ASSIGNMENT: Collect every line of the material below that contains the string "negative", treating uppercase and lowercase as distinct.

DATASET:
....................

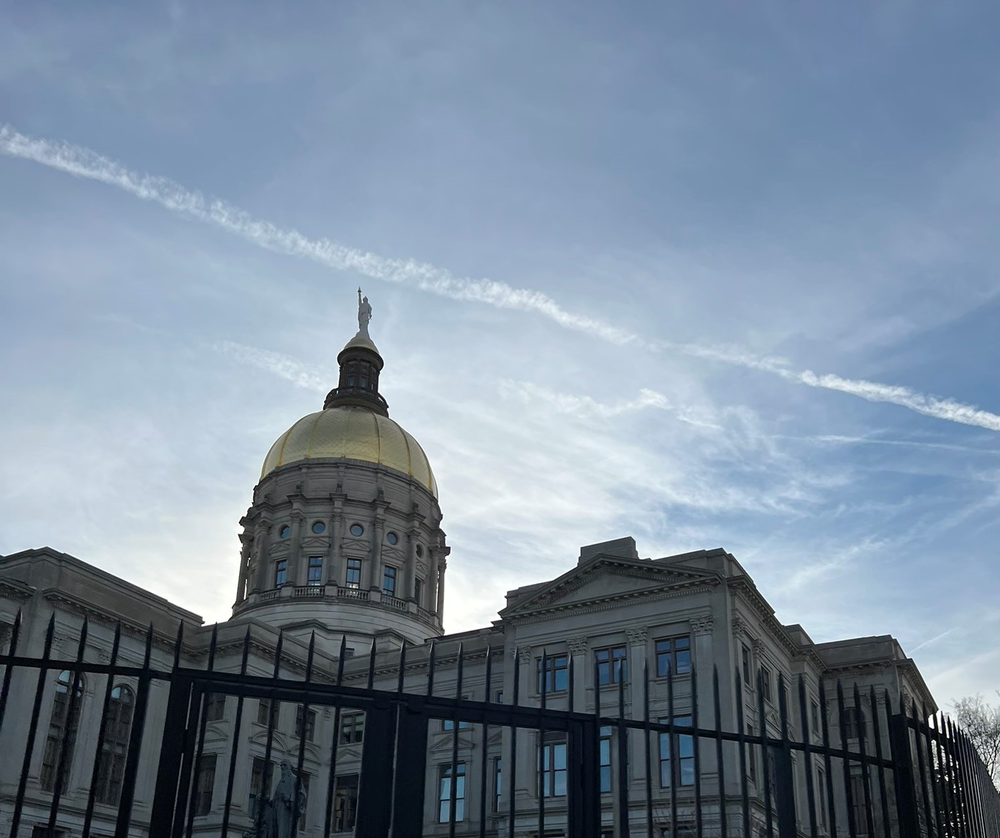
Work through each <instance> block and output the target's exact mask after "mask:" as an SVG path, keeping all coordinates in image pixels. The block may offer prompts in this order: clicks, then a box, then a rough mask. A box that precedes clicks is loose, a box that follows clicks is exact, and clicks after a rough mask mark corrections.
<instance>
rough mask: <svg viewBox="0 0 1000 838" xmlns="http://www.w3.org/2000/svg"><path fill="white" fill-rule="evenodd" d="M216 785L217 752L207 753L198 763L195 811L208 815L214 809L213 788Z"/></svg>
mask: <svg viewBox="0 0 1000 838" xmlns="http://www.w3.org/2000/svg"><path fill="white" fill-rule="evenodd" d="M214 785H215V754H205V755H204V756H202V758H201V762H199V763H198V776H197V777H195V783H194V801H193V802H194V813H195V814H196V815H207V814H208V813H209V812H211V811H212V788H213V786H214Z"/></svg>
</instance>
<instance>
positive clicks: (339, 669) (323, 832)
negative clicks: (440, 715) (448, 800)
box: [265, 635, 427, 838]
mask: <svg viewBox="0 0 1000 838" xmlns="http://www.w3.org/2000/svg"><path fill="white" fill-rule="evenodd" d="M403 648H404V650H405V644H404V647H403ZM403 657H404V655H402V654H401V655H400V674H399V681H400V683H402V681H403V672H402V670H403V662H404V661H403ZM346 659H347V635H343V636H342V637H341V638H340V654H339V656H338V657H337V681H336V684H337V686H338V687H339V686H340V685H341V684H342V683H343V681H344V661H345V660H346ZM400 712H402V710H401V711H400ZM407 730H409V729H407ZM401 735H405V734H401ZM422 741H423V745H424V749H426V747H427V725H426V724H425V725H424V737H423V740H422ZM339 746H340V701H336V702H335V703H334V706H333V742H331V743H330V773H329V775H328V776H327V778H326V816H325V817H324V819H323V838H330V828H331V827H332V826H333V795H334V792H335V790H336V785H337V750H338V748H339ZM420 753H421V755H423V753H424V752H423V750H421V752H420ZM409 756H410V755H409V754H407V757H409ZM265 770H266V769H265ZM397 778H398V774H397ZM422 804H423V801H421V805H422ZM395 809H396V807H395V806H393V811H395Z"/></svg>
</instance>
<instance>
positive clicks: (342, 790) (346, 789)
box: [333, 774, 358, 832]
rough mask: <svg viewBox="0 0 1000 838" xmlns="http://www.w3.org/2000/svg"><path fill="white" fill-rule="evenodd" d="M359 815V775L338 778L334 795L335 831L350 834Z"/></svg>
mask: <svg viewBox="0 0 1000 838" xmlns="http://www.w3.org/2000/svg"><path fill="white" fill-rule="evenodd" d="M357 813H358V775H357V774H348V775H347V776H346V777H338V778H337V786H336V790H335V791H334V793H333V831H334V832H350V831H351V830H352V829H354V821H355V819H356V818H357Z"/></svg>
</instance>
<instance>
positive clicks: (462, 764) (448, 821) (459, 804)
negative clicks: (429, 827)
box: [438, 762, 465, 823]
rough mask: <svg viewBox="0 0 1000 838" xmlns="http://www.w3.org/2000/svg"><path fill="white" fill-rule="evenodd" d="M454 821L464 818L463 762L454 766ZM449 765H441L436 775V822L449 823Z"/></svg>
mask: <svg viewBox="0 0 1000 838" xmlns="http://www.w3.org/2000/svg"><path fill="white" fill-rule="evenodd" d="M455 773H456V779H455V821H456V822H458V821H462V820H465V763H464V762H460V763H459V764H458V765H457V766H456V771H455ZM451 779H452V774H451V766H450V765H442V766H441V768H440V773H439V775H438V823H451Z"/></svg>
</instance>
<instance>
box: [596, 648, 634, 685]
mask: <svg viewBox="0 0 1000 838" xmlns="http://www.w3.org/2000/svg"><path fill="white" fill-rule="evenodd" d="M627 656H628V649H627V648H626V647H625V646H612V647H611V648H610V649H598V650H597V651H596V652H594V658H595V660H596V661H597V683H598V684H600V685H601V686H602V687H603V686H605V685H607V684H617V683H618V681H619V680H621V681H628V660H627Z"/></svg>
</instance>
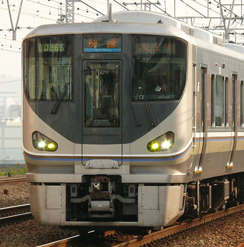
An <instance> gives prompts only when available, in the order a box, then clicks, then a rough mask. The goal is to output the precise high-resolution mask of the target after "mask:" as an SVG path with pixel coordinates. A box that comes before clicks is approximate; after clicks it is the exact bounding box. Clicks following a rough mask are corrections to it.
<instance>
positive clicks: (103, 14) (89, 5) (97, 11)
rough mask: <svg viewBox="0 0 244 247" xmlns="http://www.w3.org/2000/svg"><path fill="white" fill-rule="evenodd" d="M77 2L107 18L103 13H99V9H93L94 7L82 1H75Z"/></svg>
mask: <svg viewBox="0 0 244 247" xmlns="http://www.w3.org/2000/svg"><path fill="white" fill-rule="evenodd" d="M75 1H76V2H81V3H83V4H85V5H86V6H88V7H89V8H91V9H93V10H95V11H96V12H97V13H99V14H101V15H102V16H105V15H104V14H103V13H102V12H100V11H98V10H97V9H95V8H93V7H92V6H90V5H89V4H87V3H85V2H84V1H82V0H75Z"/></svg>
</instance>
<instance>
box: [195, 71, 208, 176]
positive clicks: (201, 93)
mask: <svg viewBox="0 0 244 247" xmlns="http://www.w3.org/2000/svg"><path fill="white" fill-rule="evenodd" d="M206 88H207V68H205V67H201V75H200V80H199V81H198V82H197V86H196V90H197V91H196V102H197V104H198V107H197V112H196V143H197V145H196V148H197V149H196V155H195V168H194V171H195V173H200V172H201V171H202V166H203V161H204V156H205V150H206V144H207V142H206V139H207V121H206Z"/></svg>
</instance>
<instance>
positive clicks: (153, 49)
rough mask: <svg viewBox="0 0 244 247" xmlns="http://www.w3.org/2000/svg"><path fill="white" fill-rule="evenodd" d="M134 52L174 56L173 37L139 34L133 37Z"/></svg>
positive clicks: (175, 48) (174, 48)
mask: <svg viewBox="0 0 244 247" xmlns="http://www.w3.org/2000/svg"><path fill="white" fill-rule="evenodd" d="M135 53H136V54H145V55H146V54H157V53H158V54H160V55H170V56H175V54H176V43H175V40H174V39H171V38H164V37H147V36H141V37H136V38H135Z"/></svg>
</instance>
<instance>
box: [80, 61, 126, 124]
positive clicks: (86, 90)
mask: <svg viewBox="0 0 244 247" xmlns="http://www.w3.org/2000/svg"><path fill="white" fill-rule="evenodd" d="M120 71H121V62H119V61H111V62H109V61H106V62H104V61H102V62H92V61H91V62H84V82H85V126H86V127H119V126H120V118H119V116H120Z"/></svg>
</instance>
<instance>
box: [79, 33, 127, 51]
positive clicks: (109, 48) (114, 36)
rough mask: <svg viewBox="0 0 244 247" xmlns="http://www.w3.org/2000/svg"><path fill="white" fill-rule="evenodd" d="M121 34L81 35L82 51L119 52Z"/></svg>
mask: <svg viewBox="0 0 244 247" xmlns="http://www.w3.org/2000/svg"><path fill="white" fill-rule="evenodd" d="M121 51H122V47H121V35H114V34H112V35H111V34H95V35H85V36H83V52H94V53H100V52H101V53H102V52H104V53H106V52H107V53H113V52H115V53H116V52H121Z"/></svg>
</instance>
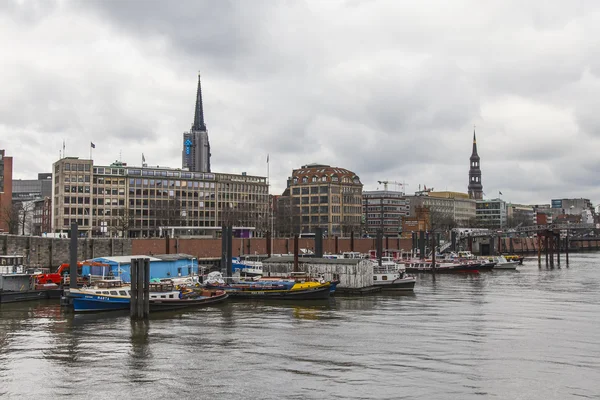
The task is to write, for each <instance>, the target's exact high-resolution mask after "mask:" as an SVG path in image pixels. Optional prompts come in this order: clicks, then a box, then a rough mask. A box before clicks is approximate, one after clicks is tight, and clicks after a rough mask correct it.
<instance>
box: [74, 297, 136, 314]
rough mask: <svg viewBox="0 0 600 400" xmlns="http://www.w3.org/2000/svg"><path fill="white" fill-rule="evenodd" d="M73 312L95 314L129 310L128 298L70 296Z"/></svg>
mask: <svg viewBox="0 0 600 400" xmlns="http://www.w3.org/2000/svg"><path fill="white" fill-rule="evenodd" d="M72 303H73V311H75V312H95V311H115V310H127V309H129V298H125V297H123V298H121V297H109V296H96V295H88V294H86V295H80V296H72Z"/></svg>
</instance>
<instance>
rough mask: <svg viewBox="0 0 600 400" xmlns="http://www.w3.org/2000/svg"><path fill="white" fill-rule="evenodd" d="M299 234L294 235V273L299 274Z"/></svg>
mask: <svg viewBox="0 0 600 400" xmlns="http://www.w3.org/2000/svg"><path fill="white" fill-rule="evenodd" d="M298 251H299V249H298V234H295V235H294V272H298V270H299V268H298Z"/></svg>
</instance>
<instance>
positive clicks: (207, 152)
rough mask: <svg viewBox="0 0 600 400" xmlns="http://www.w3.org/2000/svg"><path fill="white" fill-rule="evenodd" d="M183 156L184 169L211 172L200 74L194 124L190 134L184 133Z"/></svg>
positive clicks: (209, 157)
mask: <svg viewBox="0 0 600 400" xmlns="http://www.w3.org/2000/svg"><path fill="white" fill-rule="evenodd" d="M181 156H182V167H183V168H186V169H188V170H189V171H195V172H210V156H211V154H210V142H209V140H208V131H207V130H206V124H205V123H204V106H203V105H202V85H201V83H200V73H198V89H197V91H196V109H195V110H194V123H193V124H192V128H191V129H190V131H189V132H184V133H183V151H182V154H181Z"/></svg>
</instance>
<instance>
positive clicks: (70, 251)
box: [69, 222, 79, 289]
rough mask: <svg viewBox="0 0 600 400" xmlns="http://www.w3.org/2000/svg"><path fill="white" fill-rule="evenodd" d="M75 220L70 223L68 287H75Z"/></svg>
mask: <svg viewBox="0 0 600 400" xmlns="http://www.w3.org/2000/svg"><path fill="white" fill-rule="evenodd" d="M78 235H79V233H78V231H77V222H73V223H72V224H71V242H70V248H69V250H70V260H69V261H70V265H69V288H71V289H77V236H78Z"/></svg>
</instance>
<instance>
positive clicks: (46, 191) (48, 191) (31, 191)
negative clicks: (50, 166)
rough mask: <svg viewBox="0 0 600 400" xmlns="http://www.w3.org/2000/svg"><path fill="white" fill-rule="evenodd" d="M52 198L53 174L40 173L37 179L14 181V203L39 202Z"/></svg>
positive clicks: (23, 179)
mask: <svg viewBox="0 0 600 400" xmlns="http://www.w3.org/2000/svg"><path fill="white" fill-rule="evenodd" d="M51 196H52V173H40V174H38V178H37V179H15V180H13V195H12V199H13V201H29V200H39V199H43V198H44V197H51Z"/></svg>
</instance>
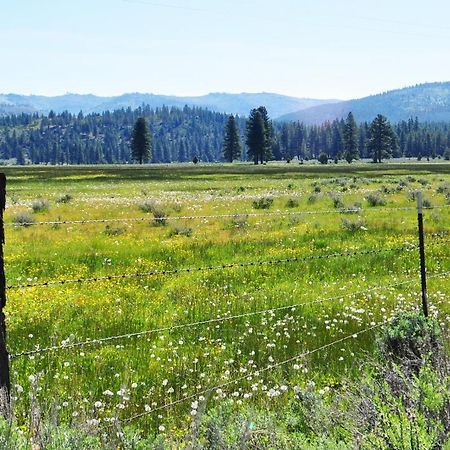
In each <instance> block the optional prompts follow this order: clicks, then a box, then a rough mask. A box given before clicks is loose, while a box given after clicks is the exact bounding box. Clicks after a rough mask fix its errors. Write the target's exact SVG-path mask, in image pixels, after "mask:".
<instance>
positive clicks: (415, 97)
mask: <svg viewBox="0 0 450 450" xmlns="http://www.w3.org/2000/svg"><path fill="white" fill-rule="evenodd" d="M350 111H351V112H352V113H353V115H354V116H355V119H356V121H357V122H365V121H367V122H369V121H372V120H373V118H374V117H375V116H376V114H378V113H380V114H383V115H384V116H386V117H387V118H388V119H389V120H390V121H392V122H399V121H401V120H408V119H409V118H410V117H418V118H419V120H420V121H427V122H449V121H450V82H443V83H427V84H421V85H417V86H414V87H408V88H404V89H397V90H395V91H389V92H385V93H383V94H378V95H372V96H370V97H364V98H361V99H358V100H349V101H345V102H339V103H333V104H329V105H319V106H314V107H311V108H307V109H303V110H301V111H297V112H295V113H292V114H287V115H285V116H283V117H281V118H280V120H285V121H292V120H299V121H301V122H304V123H306V124H321V123H323V122H325V121H327V120H329V121H332V120H334V119H341V118H345V117H346V116H347V114H348V113H349V112H350Z"/></svg>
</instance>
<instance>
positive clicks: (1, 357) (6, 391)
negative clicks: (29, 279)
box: [0, 173, 11, 415]
mask: <svg viewBox="0 0 450 450" xmlns="http://www.w3.org/2000/svg"><path fill="white" fill-rule="evenodd" d="M5 204H6V176H5V174H4V173H0V395H1V398H0V402H1V410H2V411H1V412H2V413H3V415H9V401H10V387H11V385H10V378H9V356H8V350H7V348H6V321H5V314H4V312H3V308H4V307H5V306H6V278H5V262H4V257H3V244H4V243H5V229H4V225H3V212H4V210H5Z"/></svg>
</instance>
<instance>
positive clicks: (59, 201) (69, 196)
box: [56, 194, 73, 203]
mask: <svg viewBox="0 0 450 450" xmlns="http://www.w3.org/2000/svg"><path fill="white" fill-rule="evenodd" d="M71 200H73V197H72V196H71V195H70V194H64V195H61V197H59V198H58V199H57V200H56V203H69V202H70V201H71Z"/></svg>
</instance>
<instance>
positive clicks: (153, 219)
mask: <svg viewBox="0 0 450 450" xmlns="http://www.w3.org/2000/svg"><path fill="white" fill-rule="evenodd" d="M448 207H450V205H439V206H428V207H426V208H425V207H424V208H423V209H438V208H448ZM413 210H417V208H415V207H398V208H347V209H331V210H316V211H279V212H278V211H277V212H265V213H236V214H211V215H186V216H165V217H151V218H149V217H130V218H112V219H85V220H84V219H81V220H54V221H40V222H22V223H11V222H8V223H5V224H4V225H5V226H9V227H26V226H32V225H85V224H90V223H111V222H125V223H126V222H147V221H148V222H151V221H156V222H166V221H170V220H196V219H226V218H238V217H274V216H275V217H276V216H279V217H284V216H297V215H316V214H351V213H359V212H365V211H413Z"/></svg>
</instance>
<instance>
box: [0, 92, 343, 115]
mask: <svg viewBox="0 0 450 450" xmlns="http://www.w3.org/2000/svg"><path fill="white" fill-rule="evenodd" d="M337 101H339V100H318V99H311V98H296V97H288V96H286V95H279V94H271V93H264V92H263V93H259V94H248V93H243V94H224V93H212V94H208V95H202V96H198V97H176V96H168V95H155V94H139V93H133V94H123V95H120V96H117V97H98V96H96V95H79V94H65V95H60V96H56V97H45V96H40V95H17V94H0V114H2V115H8V114H19V113H22V112H24V113H34V112H38V113H43V114H47V113H48V112H49V111H51V110H52V111H54V112H56V113H59V112H63V111H69V112H71V113H74V114H77V113H79V112H80V111H83V113H85V114H88V113H94V112H98V113H101V112H103V111H107V110H109V111H113V110H116V109H120V108H128V107H130V108H131V109H135V108H138V107H139V106H141V105H143V104H145V105H149V106H150V107H151V108H157V107H162V106H164V105H165V106H169V107H170V106H176V107H178V108H183V107H184V106H185V105H187V106H200V107H204V108H207V109H209V110H211V111H216V112H222V113H228V114H239V115H240V116H247V115H248V113H249V112H250V109H252V108H257V107H258V106H261V105H264V106H266V108H267V110H268V111H269V114H270V117H271V118H273V119H276V118H278V117H280V116H282V115H285V114H289V113H293V112H296V111H300V110H302V109H305V108H311V107H314V106H317V105H322V104H329V103H333V102H337Z"/></svg>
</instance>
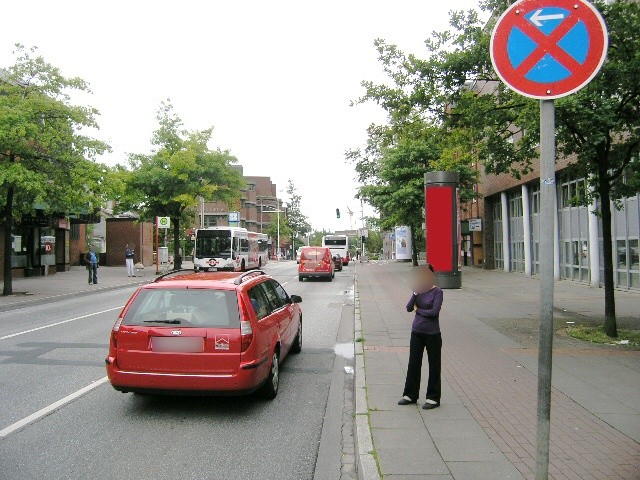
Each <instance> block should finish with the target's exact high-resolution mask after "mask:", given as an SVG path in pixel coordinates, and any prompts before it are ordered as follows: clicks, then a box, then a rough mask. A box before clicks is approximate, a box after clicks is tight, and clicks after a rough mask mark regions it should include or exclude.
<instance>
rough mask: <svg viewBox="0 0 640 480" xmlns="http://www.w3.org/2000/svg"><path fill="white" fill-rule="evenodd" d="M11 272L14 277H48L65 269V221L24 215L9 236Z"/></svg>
mask: <svg viewBox="0 0 640 480" xmlns="http://www.w3.org/2000/svg"><path fill="white" fill-rule="evenodd" d="M11 243H12V255H11V269H12V272H13V275H14V276H16V277H22V276H25V277H31V276H43V275H52V274H54V273H56V272H64V271H66V270H68V269H69V220H68V219H67V218H60V217H55V216H53V217H52V216H44V215H25V216H23V217H22V218H21V219H20V221H19V222H16V226H15V227H14V229H13V234H12V236H11Z"/></svg>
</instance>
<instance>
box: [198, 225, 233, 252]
mask: <svg viewBox="0 0 640 480" xmlns="http://www.w3.org/2000/svg"><path fill="white" fill-rule="evenodd" d="M196 252H197V256H198V257H200V258H213V257H218V258H229V257H230V256H231V232H229V231H225V230H219V231H218V230H200V231H198V236H197V238H196Z"/></svg>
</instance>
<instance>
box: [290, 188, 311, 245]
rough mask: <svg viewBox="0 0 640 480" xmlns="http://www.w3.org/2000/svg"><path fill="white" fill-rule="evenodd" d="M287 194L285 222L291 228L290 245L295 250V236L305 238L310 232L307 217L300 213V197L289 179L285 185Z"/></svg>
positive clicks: (300, 197)
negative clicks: (287, 181)
mask: <svg viewBox="0 0 640 480" xmlns="http://www.w3.org/2000/svg"><path fill="white" fill-rule="evenodd" d="M287 194H288V195H289V204H288V205H287V221H288V223H289V226H290V227H291V238H292V240H293V242H292V245H293V249H294V250H295V239H296V236H303V237H304V236H305V235H306V234H307V233H309V232H310V231H311V225H310V224H309V219H308V217H307V216H306V215H305V214H303V213H302V208H301V204H302V196H301V195H300V194H299V193H298V189H297V188H296V186H295V184H294V183H293V180H291V179H289V183H288V185H287Z"/></svg>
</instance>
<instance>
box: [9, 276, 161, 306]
mask: <svg viewBox="0 0 640 480" xmlns="http://www.w3.org/2000/svg"><path fill="white" fill-rule="evenodd" d="M145 283H149V282H148V281H144V282H137V283H127V284H120V285H112V286H109V287H100V288H96V289H95V290H81V291H79V292H69V293H63V294H61V295H52V296H50V297H42V298H34V299H32V300H25V301H24V302H15V303H12V304H10V305H0V312H10V311H12V310H19V309H21V308H25V307H32V306H34V307H35V306H38V305H44V304H46V303H52V302H61V301H64V300H66V299H68V298H72V297H73V298H75V297H85V296H87V295H93V294H96V293H102V292H108V291H111V290H119V289H122V288H127V287H136V288H137V287H139V286H140V285H143V284H145Z"/></svg>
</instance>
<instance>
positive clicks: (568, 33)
mask: <svg viewBox="0 0 640 480" xmlns="http://www.w3.org/2000/svg"><path fill="white" fill-rule="evenodd" d="M607 46H608V36H607V28H606V25H605V23H604V20H603V19H602V16H601V15H600V13H598V11H597V10H596V8H595V7H594V6H593V5H591V4H590V3H589V2H586V1H583V0H577V1H569V0H522V1H520V2H516V3H514V4H513V5H511V7H509V8H508V9H507V10H506V11H505V12H504V13H503V14H502V15H501V16H500V18H499V19H498V23H497V24H496V27H495V29H494V31H493V35H492V37H491V61H492V63H493V66H494V68H495V70H496V72H497V73H498V76H499V77H500V78H501V79H502V81H503V82H504V83H505V84H507V86H509V87H510V88H511V89H513V90H515V91H516V92H518V93H519V94H521V95H524V96H526V97H531V98H537V99H540V100H551V99H555V98H560V97H564V96H566V95H569V94H571V93H573V92H576V91H577V90H580V89H581V88H582V87H583V86H585V85H586V84H587V83H589V82H590V81H591V79H592V78H593V77H594V76H595V75H596V74H597V73H598V70H600V67H601V66H602V64H603V63H604V59H605V57H606V54H607Z"/></svg>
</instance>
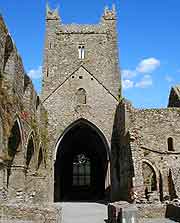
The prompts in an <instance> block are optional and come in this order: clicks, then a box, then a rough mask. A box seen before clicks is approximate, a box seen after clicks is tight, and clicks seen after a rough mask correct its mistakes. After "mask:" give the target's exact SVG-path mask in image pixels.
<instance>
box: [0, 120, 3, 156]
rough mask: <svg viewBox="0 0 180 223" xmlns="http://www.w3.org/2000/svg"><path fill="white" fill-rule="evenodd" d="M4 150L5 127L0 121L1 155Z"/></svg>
mask: <svg viewBox="0 0 180 223" xmlns="http://www.w3.org/2000/svg"><path fill="white" fill-rule="evenodd" d="M2 150H3V125H2V120H1V119H0V153H1V152H2Z"/></svg>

....................

WRITTEN SOLUTION:
negative clicks: (440, 715) (448, 800)
negative clicks: (429, 827)
negative clicks: (50, 166)
negative clicks: (29, 279)
negative clicks: (287, 181)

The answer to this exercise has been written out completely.